We’re really excited to exclusively reveal the cover for Following Frankenstein by Catherine Bruton – a ‘sequel’ to Mary Shelley’s classic story.

 

Coming in October 2021, Following Frankenstein is truly an epic adventure – taking the reader from the icy Arctic Tundra to a sinister circus in New York and then ranging all across the American plains via the Transcontinental Railroad. Focused on the generation that followed Dr Frankenstein and his infamous monster, this is the tale of a mixed-up monster boy and the young girl who befriends him as they evade slave-catchers, bounty-hunters and evil men of science, all to pursue a very gothic American dream. The book is available to pre-order from Amazon or from Bookshop.

 

The cover artwork is by illustrator Thy Bui and the book is publishing with Nosy Crow on 7th October 2021.

 

With curriculum tie-ins galore, Catherine’s teaching experience really shines through the story as she touches on topics like the Underground Railroad, discrimination and empathy and even brings in a few other favourite literary characters for good measure (look out for a familiar Ishmael!).

 

But don’t just take our word for it – Catherine stopped by our blog this week to tell us more about the new story…

 
 

Guest Post: Following Frankenstein

by Catherine Bruton, author of No Ballet Shoes in Syria and Another Twist in the Tale.

 

It was 1982. E.T. fever swept the nation. My most prized possession was my extra-terrestrial lunch box; my favourite food was an E.T. biscuit which changed colour when you licked it; I wore a ra-ra skirt, maroon leg warmers and big Princess-Di collars; and all I wanted was to find an alien in my cupboard with a light-up finger who needed to phone home.

 

My wonderful primary school teacher Mrs Cockayne decided to tune into E.T. fever through a class project on aliens. But instead of looking at little green men, she read us ‘The Iron Man’ by Ted Hughes, ‘Stig of the Dump’ by Clive King and an abridged version of Mary Shelley’s ‘Frankenstein’. And through those stories, a wonderful teacher encouraged a group of 9-year-olds to think about ‘otherness’, and how societies and individuals treat those who are different. She asked us to consider the pain of exclusion, and the power of kindness.

 

Looking back, I wonder if she had an agenda. This was, after all, the era when ‘mean girls’ ruled the school, their modus operandi picking on someone to exclude, to treat as a pariah – the fat kid, the thin kid, the poor kid, the kid who didn’t wear socks with Disney motifs, who hadn’t watched the lasted edition of ‘Charlie’s Angels’, who didn’t know the dance moves to ‘Making your Mind up’. If you wanted to stay ‘in’ with the cool crowd then you had to join in with the persecution of the person who was ‘out’ – or it might be you next.

 

Did Mrs Cockayne read us those tales of outsiders to remind us to be kind? Did she pick stories of standing up for those who are persecuted because they don’t fit in to inspire the pupils of J3 to our own acts of heroism? For me it was the story of the lonely ‘monster’ longing for human contact that stirred my imagination. Because of Mrs Cockayne I’ve always loved the spine-tingling Gothic adventure that is ‘Frankenstein’ – I can still see the images of the monster wondering the frozen arctic wastes that she first conjured up in my mind during reading time in ‘homebay’ back in the early eighties. But she also made me see it as a story about how we treat those who are different. And about what that says about us. And in ‘Following Frankenstein’ I tried to write a tale about otherness, about what it means to look different, to feel different to everyone else around you. To be friendless, ostracized, abandoned even by your own family. And to overcome that through the power of friendship but also through the power of your own difference.

* TASK OBJECTIVE *
Extract the passage of the post about Following Frankenstein that runs from "Coming in October" to "7th October 2021.", and copy it word for word.

* SUPPLIED DATA *
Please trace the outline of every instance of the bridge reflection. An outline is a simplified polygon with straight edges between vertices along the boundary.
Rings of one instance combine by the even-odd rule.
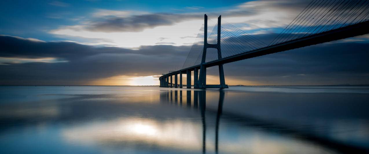
[[[161,90],[160,93],[160,99],[162,103],[167,103],[168,104],[178,105],[177,103],[179,98],[178,93],[179,93],[179,105],[182,106],[184,103],[182,101],[182,93],[186,92],[185,108],[193,110],[199,112],[201,115],[201,122],[202,124],[202,148],[203,153],[206,152],[206,132],[207,122],[206,113],[216,114],[216,117],[215,125],[215,146],[214,151],[218,153],[219,147],[219,125],[221,119],[223,117],[224,120],[227,121],[236,121],[237,123],[242,123],[243,125],[249,127],[256,128],[267,132],[277,133],[278,134],[292,137],[298,140],[312,143],[320,146],[328,148],[332,151],[339,153],[367,153],[368,149],[358,147],[347,144],[341,143],[337,141],[316,135],[308,132],[301,131],[294,129],[288,126],[279,123],[277,122],[271,122],[265,120],[258,119],[254,117],[239,115],[231,112],[224,112],[223,111],[225,95],[226,91],[222,90],[212,90],[212,94],[216,92],[219,96],[218,102],[217,110],[206,108],[207,90]],[[174,91],[174,92],[173,92]],[[213,96],[211,95],[214,99]],[[174,99],[174,100],[173,100]],[[193,103],[192,102],[193,102]],[[210,130],[212,130],[210,129]]]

* COMPLETED TASK *
Coming in October 2021, Following Frankenstein is truly an epic adventure – taking the reader from the icy Arctic Tundra to a sinister circus in New York and then ranging all across the American plains via the Transcontinental Railroad. Focused on the generation that followed Dr Frankenstein and his infamous monster, this is the tale of a mixed-up monster boy and the young girl who befriends him as they evade slave-catchers, bounty-hunters and evil men of science, all to pursue a very gothic American dream. The book is available to pre-order from Amazon or from Bookshop.

 

The cover artwork is by illustrator Thy Bui and the book is publishing with Nosy Crow on 7th October 2021.